What you have to do:
Could you change "each instance" to "every occurrence" throughout all the records below and write them out again with nothing else altered and the pictures left out?

◆ ◆ ◆ ◆ ◆

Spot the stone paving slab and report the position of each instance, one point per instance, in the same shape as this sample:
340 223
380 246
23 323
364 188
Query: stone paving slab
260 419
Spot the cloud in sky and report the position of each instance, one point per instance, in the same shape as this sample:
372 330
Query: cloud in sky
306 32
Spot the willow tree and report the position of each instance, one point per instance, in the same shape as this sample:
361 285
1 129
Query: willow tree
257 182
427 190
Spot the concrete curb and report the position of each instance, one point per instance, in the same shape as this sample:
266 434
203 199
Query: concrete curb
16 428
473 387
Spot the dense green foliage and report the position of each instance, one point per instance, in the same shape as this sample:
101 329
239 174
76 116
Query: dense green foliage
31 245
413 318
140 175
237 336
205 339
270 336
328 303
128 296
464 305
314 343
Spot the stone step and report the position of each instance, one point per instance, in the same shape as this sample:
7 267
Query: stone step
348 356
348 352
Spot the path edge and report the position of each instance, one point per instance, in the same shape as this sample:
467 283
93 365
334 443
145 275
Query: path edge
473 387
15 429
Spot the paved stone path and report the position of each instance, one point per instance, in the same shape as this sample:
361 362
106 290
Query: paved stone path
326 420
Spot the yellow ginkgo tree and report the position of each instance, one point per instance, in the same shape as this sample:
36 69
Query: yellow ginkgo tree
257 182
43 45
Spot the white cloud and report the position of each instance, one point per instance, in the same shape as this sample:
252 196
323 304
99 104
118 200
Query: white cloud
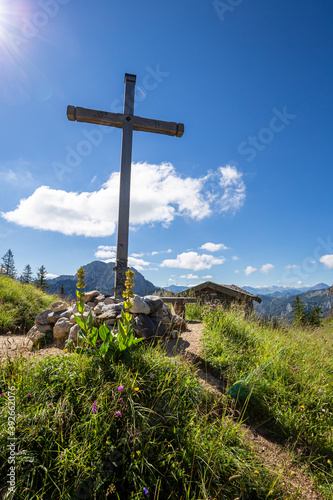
8 176
139 264
161 251
213 247
266 268
327 260
158 195
189 276
249 270
234 188
51 276
192 260
106 252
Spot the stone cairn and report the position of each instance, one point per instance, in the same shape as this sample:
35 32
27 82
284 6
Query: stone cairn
151 317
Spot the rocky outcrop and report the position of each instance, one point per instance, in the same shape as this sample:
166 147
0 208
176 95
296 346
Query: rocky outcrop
99 276
151 318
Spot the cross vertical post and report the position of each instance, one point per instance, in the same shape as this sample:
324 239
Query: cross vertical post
125 186
128 122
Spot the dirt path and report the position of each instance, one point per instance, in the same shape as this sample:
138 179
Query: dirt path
297 483
188 345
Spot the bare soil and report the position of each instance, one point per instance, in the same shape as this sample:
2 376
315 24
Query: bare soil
278 458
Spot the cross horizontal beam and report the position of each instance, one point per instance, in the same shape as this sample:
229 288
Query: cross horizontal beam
118 119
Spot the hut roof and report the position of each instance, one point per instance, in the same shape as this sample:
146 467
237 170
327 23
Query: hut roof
232 290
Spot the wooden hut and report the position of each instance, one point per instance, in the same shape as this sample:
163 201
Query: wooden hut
223 294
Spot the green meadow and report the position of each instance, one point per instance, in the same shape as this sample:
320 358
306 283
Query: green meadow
143 426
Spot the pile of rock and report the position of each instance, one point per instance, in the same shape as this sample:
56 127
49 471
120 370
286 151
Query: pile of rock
151 317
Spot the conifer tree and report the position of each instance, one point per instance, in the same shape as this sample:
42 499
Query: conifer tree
41 279
8 266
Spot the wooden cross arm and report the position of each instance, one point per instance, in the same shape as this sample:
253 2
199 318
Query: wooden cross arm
117 120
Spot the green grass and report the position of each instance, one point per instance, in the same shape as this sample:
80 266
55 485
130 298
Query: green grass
20 304
171 437
193 312
289 374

◆ ◆ ◆ ◆ ◆

Full output:
Spot the stone paving slab and report the position of every occurrence, one point per instance, in the same shape as this sample:
340 223
380 246
23 323
364 188
Query: stone paving slab
260 419
Spot the cloud in sky and report the position of every occurrence, one point per instance, in the same shape as this sample:
372 330
Query: cloud in sky
306 32
Spot the willow tree and report the position of every occurrence, one point per instance, in the same shape as this sample:
361 285
1 129
Query: willow tree
257 182
427 190
Spot the concrete curb and report the position of every occurrence, one point per instance, in the same shape as this sample:
266 434
203 199
Query: concrete curb
16 428
473 387
Spot the dense green foliage and report the position of every occurrence, one point per instance, in the same shape as this sample:
101 329
239 174
76 116
Query: dense green foliage
31 245
413 318
140 175
237 336
205 339
270 336
328 303
128 296
464 305
314 343
Spot the stone step and report the position of every occurrence, one point per instance, in the same shape as this sample:
7 267
Query: stone step
348 356
348 352
Spot the path edge and report the position of every occurrence, one point per instance, in the same shape as this sample:
467 283
93 365
334 443
145 275
Query: path edge
473 387
15 429
Spot the paved stone path and report the position of every occurrence, one point per instance, in the same shape as this sample:
361 362
106 290
Query: paved stone path
326 420
Spot the yellow ginkgo tree and report the position of every occurrence, one point per instance, in the same shape as this sample:
36 69
Query: yellow ginkgo tree
257 182
43 45
Spot the white cloud and report the position of every occurrence, one point per instance, in the same shape as this sample:
252 196
323 304
99 104
118 200
Query: white cloud
8 176
139 264
161 251
213 247
266 268
327 260
158 195
189 276
249 270
234 188
51 276
192 260
106 252
Spot the stone cairn and report the position of every occurrence, one point per instance, in the same shape as this sample:
35 32
27 82
284 6
Query: stone cairn
151 317
Spot the rocky outcrop and report the position of every occurrence, one point per instance, in the same shape as this sample:
166 147
0 208
176 95
296 346
Query: rocky outcrop
99 276
151 318
Spot the cross vertical post and report the position of every occurrence, one point per instance, in the same shape as this sample:
324 239
Query: cross vertical post
125 186
128 122
Spot the dirt path and report the position of every occurrence, one point per instance, in the same shape as this sample:
138 179
Query: dirt path
297 483
188 345
Spot the bare soil and report the position of every occurrence, one point per instance, in the same shape as this sample:
2 376
315 24
Query: bare soil
278 458
Spot the cross horizontal beam and report the position of every occurrence, one point per instance, in the same shape as this sample:
229 288
Query: cross horizontal beam
118 119
Spot the hut roof and report the position of every occurrence, one point per instance, in the same shape as this sample:
146 467
237 170
327 23
Query: hut roof
232 290
Spot the wooden hut and report the position of every occurrence, one point per instance, in the same shape as this sample:
163 201
Query: wooden hut
223 294
Spot the green meadow and report the position of every occurrence, one point per instance, in the same shape as this sample:
320 358
306 283
Query: green meadow
143 426
Spot the pile of rock and report the position of every occurrence, one point per instance, in the same shape as this sample:
56 127
49 471
120 370
286 151
Query: pile of rock
151 317
Spot the conifer tree and report the position of every occurrence, one point per instance, in the same shape as this sample:
42 499
Query: conifer tree
41 279
8 266
Spot the wooden cross arm and report the position of every occurrence, one point per instance, in the same shape as this sample:
253 2
199 318
Query: wooden cross arm
117 120
Spot the green grass and report the position of every occurrence, one point per instance, in the same shape as this sample:
80 266
55 485
130 298
Query: green grass
20 304
171 437
193 312
289 374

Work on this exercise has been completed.